All of the data beneath this instruction is to be transcribed word for word.

RECORD EXTRACTS
——————

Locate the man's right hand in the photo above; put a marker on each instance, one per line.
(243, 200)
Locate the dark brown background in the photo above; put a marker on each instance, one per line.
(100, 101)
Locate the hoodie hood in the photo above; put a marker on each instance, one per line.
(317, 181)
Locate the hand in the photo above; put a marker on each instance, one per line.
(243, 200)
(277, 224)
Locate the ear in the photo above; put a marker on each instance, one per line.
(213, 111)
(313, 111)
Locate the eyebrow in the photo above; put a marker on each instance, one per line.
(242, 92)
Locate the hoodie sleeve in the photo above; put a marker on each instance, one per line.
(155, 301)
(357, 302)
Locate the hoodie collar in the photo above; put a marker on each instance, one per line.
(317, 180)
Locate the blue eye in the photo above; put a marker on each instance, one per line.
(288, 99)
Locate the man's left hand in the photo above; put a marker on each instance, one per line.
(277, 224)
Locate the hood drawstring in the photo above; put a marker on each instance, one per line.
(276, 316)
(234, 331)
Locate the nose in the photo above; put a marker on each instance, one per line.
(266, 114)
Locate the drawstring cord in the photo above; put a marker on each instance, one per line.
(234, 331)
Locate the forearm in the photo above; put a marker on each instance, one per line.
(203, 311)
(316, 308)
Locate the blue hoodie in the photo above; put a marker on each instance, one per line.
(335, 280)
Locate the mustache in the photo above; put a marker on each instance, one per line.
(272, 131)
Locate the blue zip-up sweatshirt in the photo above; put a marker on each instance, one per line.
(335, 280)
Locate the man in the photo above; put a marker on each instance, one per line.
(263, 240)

——————

OUTPUT OF THE TASK
Locate the man's right hand in the photo above; put a marker on each instance, one per line.
(243, 200)
Locate the dark brown background in the photo above; put a marker on each instance, one per line.
(100, 101)
Locate the hoodie hood in the photo above; put a marker on each instance, one per line.
(317, 181)
Locate the hand in the photo above; put a marker on each instance, one per line.
(243, 200)
(277, 224)
Locate the ear in the photo above; put a marker on each instance, one per line.
(213, 111)
(313, 111)
Locate the eyebrow in the photo above; put a marker on each instance, one per line.
(242, 92)
Locate the hoodie sleeve in the photo above; put a marker on each instance, one per line.
(155, 301)
(357, 302)
Locate the hoodie collar in the photo above; put a marker on each instance, one per line.
(317, 180)
Locate the blue eye in the photo above; put a marker on each instance, one per line.
(288, 99)
Locate the man's left hand in the photo above; put a marker on each instance, one per line.
(277, 224)
Locate the hood drawstring in the photo above; put a marker on each instance, one per line.
(276, 316)
(234, 331)
Locate the nose in the photo above; put a marker on each instance, one per line.
(266, 114)
Locate the drawstring cord in the photo above; put a marker on each instance, one per line.
(234, 331)
Locate the forearm in the photo above; put a marker on each instance, one per line.
(203, 311)
(316, 308)
Locate the blue hoodie in the photo above; put a marker on each instance, one per line.
(335, 280)
Locate the mustache in the photo above; put a marker on each instance, one per line.
(272, 131)
Locate the blue zip-up sweatshirt in the photo above; put a marker on each instance, one per line.
(335, 280)
Locate the man in the photo above; put a marker on each instance, one per line.
(263, 240)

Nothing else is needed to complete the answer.